▸ Information:

------------

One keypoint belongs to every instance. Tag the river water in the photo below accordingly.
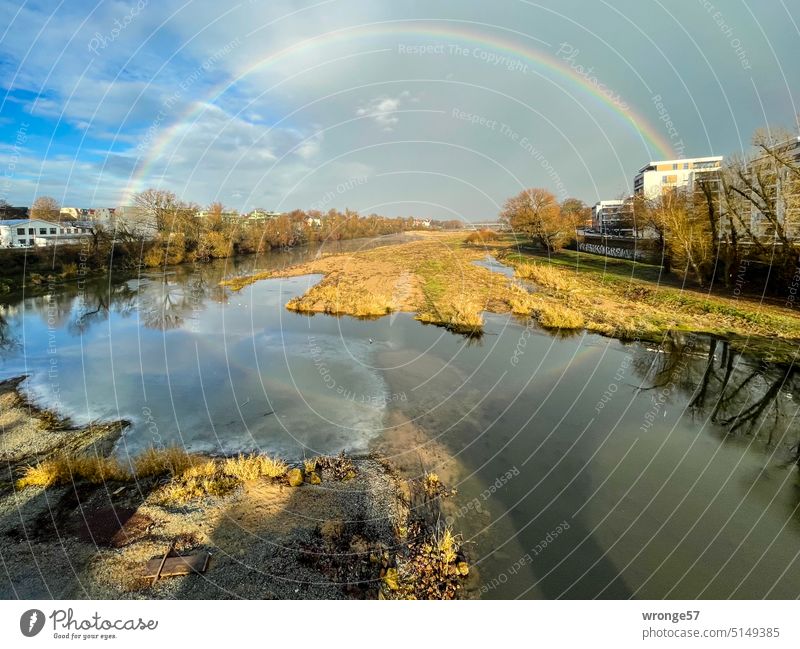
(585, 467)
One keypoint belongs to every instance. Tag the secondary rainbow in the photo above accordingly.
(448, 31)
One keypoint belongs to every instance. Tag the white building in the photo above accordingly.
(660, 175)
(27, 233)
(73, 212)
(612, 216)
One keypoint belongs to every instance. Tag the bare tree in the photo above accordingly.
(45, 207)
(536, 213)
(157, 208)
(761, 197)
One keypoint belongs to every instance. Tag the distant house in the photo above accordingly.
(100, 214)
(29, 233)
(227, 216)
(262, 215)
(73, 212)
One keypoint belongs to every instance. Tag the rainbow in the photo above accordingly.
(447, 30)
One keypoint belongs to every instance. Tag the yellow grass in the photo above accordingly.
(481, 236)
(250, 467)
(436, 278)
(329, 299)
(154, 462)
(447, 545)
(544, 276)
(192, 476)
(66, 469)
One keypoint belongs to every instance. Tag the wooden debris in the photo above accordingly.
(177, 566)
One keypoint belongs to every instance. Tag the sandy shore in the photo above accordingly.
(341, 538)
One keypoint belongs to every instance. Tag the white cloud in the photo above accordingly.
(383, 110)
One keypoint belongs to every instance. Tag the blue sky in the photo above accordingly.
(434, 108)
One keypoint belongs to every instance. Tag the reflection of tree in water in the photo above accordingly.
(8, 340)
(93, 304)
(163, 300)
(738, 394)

------------

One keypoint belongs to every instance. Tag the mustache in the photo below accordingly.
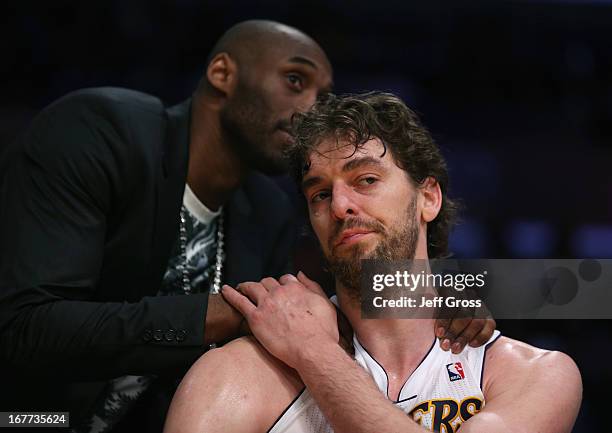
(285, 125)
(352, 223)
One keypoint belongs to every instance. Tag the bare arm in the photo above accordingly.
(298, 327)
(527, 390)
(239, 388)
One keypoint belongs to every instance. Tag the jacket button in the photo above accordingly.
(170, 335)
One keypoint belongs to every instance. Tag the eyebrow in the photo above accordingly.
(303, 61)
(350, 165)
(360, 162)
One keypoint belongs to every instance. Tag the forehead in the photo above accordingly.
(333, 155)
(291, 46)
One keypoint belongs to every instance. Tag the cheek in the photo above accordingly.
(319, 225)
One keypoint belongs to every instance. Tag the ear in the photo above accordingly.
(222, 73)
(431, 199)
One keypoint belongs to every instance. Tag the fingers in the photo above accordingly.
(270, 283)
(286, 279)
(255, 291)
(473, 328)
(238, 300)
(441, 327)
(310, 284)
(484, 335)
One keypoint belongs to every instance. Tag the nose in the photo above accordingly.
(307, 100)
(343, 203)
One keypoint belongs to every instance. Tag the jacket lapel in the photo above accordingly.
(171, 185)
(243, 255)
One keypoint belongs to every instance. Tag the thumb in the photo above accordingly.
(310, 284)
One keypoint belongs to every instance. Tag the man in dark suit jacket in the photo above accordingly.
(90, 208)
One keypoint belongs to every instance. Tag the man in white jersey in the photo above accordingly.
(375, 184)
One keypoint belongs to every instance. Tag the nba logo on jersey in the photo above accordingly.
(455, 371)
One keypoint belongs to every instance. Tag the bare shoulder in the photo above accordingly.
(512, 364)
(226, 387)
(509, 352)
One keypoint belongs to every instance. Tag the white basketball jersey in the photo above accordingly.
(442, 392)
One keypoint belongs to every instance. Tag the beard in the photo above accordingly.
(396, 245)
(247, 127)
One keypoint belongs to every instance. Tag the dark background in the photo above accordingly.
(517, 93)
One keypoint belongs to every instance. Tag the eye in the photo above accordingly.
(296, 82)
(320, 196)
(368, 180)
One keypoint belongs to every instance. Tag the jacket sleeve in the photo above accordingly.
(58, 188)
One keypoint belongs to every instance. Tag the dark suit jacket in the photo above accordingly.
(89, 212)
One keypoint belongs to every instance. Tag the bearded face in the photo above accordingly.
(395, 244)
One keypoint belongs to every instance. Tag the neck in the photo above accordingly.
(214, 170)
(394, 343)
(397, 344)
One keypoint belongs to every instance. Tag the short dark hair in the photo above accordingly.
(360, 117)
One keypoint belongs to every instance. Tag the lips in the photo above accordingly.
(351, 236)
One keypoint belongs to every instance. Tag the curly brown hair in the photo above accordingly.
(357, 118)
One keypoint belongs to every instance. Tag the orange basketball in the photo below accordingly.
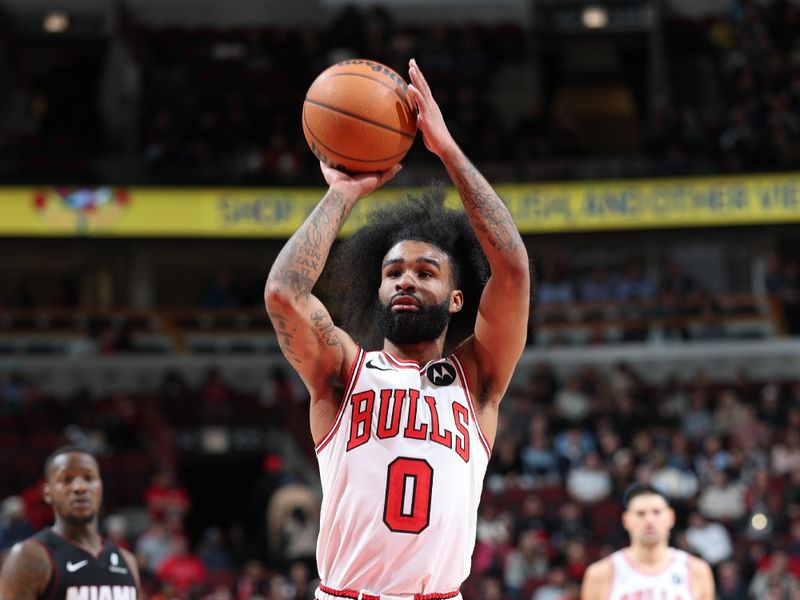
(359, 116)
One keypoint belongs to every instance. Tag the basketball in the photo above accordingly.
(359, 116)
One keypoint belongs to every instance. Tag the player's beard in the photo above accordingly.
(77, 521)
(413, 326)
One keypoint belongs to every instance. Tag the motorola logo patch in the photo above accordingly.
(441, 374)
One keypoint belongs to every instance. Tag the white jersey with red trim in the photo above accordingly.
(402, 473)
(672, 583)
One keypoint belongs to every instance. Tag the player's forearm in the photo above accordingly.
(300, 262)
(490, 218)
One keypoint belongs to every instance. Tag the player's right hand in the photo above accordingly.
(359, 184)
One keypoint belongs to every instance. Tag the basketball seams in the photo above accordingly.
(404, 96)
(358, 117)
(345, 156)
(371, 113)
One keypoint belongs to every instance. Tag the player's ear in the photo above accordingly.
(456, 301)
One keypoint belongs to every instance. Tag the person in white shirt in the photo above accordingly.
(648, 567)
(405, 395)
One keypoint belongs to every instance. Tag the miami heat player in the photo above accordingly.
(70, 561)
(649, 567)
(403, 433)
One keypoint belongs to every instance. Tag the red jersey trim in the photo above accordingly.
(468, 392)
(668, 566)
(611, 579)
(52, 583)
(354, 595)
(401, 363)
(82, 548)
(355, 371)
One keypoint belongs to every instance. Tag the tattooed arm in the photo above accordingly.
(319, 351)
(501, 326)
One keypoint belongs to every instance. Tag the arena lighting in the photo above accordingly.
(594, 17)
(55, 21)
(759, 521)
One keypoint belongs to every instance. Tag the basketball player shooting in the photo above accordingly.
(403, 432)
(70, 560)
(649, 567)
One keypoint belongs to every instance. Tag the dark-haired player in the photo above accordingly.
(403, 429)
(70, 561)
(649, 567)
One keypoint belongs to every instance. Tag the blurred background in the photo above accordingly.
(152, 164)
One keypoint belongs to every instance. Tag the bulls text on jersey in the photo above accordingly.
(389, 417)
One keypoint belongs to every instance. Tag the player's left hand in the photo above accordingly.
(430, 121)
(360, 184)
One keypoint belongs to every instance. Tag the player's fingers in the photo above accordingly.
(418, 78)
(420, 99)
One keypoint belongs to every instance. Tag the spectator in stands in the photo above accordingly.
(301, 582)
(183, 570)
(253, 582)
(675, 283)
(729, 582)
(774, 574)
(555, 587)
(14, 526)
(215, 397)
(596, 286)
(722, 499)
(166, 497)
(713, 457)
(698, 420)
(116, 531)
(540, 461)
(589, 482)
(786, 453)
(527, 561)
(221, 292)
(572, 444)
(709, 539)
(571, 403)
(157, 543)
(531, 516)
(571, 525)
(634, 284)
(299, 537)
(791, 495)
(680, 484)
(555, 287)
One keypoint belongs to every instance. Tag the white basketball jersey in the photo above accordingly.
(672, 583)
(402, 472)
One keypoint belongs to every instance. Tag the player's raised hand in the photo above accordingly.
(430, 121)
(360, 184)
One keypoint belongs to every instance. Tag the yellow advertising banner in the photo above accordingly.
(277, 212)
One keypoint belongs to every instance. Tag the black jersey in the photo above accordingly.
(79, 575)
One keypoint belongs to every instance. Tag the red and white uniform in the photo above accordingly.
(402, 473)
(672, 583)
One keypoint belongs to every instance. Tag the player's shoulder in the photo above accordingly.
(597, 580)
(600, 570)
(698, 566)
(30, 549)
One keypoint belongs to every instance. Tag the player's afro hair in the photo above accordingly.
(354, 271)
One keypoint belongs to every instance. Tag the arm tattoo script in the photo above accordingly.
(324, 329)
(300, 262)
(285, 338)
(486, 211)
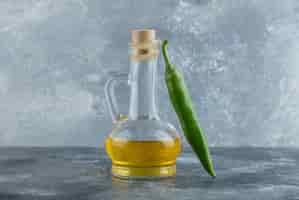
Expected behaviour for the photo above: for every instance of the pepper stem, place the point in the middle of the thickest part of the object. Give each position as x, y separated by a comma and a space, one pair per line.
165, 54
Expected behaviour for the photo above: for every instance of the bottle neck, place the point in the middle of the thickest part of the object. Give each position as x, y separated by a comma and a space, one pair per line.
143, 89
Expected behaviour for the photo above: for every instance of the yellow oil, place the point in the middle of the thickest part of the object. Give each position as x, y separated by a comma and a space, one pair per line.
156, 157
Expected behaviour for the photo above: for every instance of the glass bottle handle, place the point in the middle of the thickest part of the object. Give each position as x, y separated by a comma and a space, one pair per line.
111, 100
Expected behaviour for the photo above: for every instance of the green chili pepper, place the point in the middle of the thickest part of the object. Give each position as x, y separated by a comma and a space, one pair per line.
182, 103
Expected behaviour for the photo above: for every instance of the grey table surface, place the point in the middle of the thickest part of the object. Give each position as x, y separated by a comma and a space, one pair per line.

------------

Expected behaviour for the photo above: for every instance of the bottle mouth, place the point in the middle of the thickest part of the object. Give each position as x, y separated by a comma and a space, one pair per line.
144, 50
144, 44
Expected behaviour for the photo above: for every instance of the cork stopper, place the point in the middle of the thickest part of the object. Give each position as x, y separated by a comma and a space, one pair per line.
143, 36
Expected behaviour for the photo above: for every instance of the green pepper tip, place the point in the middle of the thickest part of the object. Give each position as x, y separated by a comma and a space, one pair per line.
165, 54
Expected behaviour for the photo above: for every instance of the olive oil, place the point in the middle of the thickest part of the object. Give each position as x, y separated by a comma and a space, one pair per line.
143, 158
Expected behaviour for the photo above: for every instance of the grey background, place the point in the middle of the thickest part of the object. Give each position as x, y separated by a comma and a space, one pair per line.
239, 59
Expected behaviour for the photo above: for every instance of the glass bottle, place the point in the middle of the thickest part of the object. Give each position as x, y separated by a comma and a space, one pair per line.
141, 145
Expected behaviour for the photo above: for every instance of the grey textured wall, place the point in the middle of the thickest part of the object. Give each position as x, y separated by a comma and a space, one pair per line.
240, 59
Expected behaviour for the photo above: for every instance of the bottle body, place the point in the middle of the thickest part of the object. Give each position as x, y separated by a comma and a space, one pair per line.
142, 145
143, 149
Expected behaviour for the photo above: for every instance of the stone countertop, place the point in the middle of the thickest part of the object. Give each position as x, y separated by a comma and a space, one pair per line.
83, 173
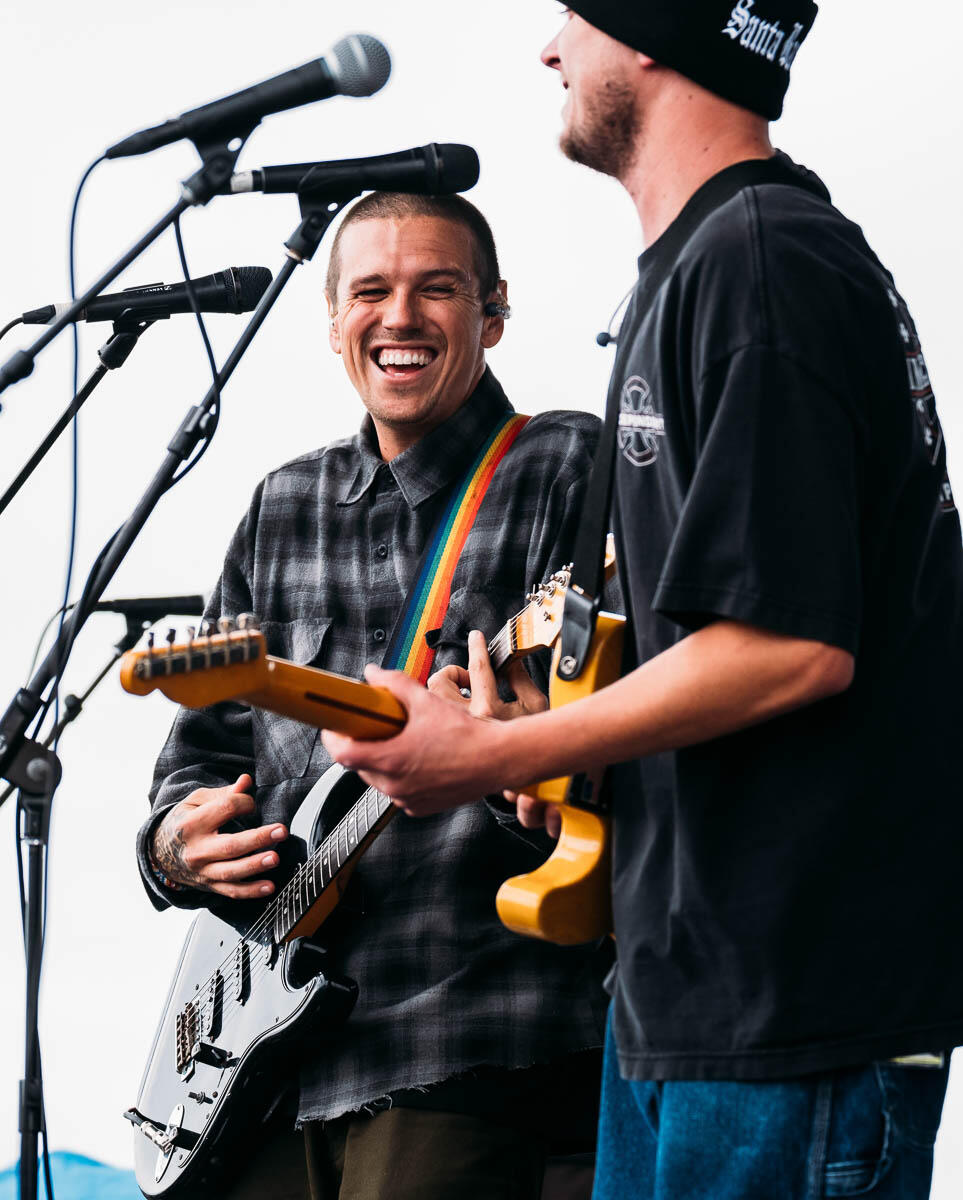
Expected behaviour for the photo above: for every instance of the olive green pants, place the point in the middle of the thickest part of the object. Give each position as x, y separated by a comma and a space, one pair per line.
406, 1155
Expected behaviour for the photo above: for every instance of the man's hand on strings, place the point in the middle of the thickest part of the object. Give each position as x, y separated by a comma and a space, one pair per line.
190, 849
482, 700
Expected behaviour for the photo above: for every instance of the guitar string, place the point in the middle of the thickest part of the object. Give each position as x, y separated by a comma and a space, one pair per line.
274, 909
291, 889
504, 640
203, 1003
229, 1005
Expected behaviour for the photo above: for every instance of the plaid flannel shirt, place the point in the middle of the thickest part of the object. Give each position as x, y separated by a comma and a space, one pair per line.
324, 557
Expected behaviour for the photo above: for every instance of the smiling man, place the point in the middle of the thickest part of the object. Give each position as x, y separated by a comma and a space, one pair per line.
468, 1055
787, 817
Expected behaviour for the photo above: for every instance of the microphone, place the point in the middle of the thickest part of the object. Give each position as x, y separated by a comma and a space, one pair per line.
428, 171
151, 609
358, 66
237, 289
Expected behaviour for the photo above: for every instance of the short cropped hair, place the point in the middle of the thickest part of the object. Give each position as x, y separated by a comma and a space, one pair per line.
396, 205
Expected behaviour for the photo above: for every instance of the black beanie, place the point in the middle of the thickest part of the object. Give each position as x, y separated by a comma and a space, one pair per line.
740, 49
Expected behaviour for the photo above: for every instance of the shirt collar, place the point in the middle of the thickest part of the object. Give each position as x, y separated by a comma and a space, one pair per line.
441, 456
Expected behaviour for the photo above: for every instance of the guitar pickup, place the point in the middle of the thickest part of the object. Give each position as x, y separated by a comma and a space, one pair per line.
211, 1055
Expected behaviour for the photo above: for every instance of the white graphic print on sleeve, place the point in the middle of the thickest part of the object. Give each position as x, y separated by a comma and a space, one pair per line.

------------

▸ What the task requires:
Leaving out the pictures, please output the lines in the entries above from the one with "player's shoulder in the photo above accordingly." through the one with "the grey table", exactly as they are.

▸ Result of the exercise:
One keypoint belongs to every instance. Tag the player's shoulder in the photo above accordingly.
(597, 580)
(600, 570)
(698, 566)
(30, 549)
One keypoint belongs to every instance. Tag the player's afro hair in the photo above accordingly.
(354, 271)
One keypoint belongs to every instance. Tag the arm tattoo script in the photo above accordingly.
(324, 329)
(300, 262)
(285, 338)
(486, 211)
Expected behaviour for the photo above: for every instance of the pepper stem, place the point in the middle of the thickest part of the object. Give each position as x, y separated by a comma and a space, one pair per line.
165, 54
Expected behaviour for the photo above: for every instance of the bottle neck, place the point in the middle of the thickest part of the object. Give each position as x, y separated by a comma and a space, one pair per line.
143, 89
Expected behaviour for the photo above: for every instance of the yellow oil, place the point in the middle of the thickest part of the object. Give each position as x, y separated by a comma and a space, one pair per line.
156, 157
Expected behaviour for the photo above: for every instance of the glass bottle handle, place the point in the middle of the thickest part of the object. Give each position as x, y separated by a comma and a space, one pair per line.
111, 100
Expected behaviour for the photo above: for every instance of the green chili pepper, place the point in the middle of the thickest part of the object. Give each position as x, y separated by a comma and a space, one pair per line.
182, 103
Expected behaviour for the photo above: for every instance of the grey table surface, place the point in the middle of the thickest part of the object. Give each position as x, y separated by a comma and a space, one pair per line.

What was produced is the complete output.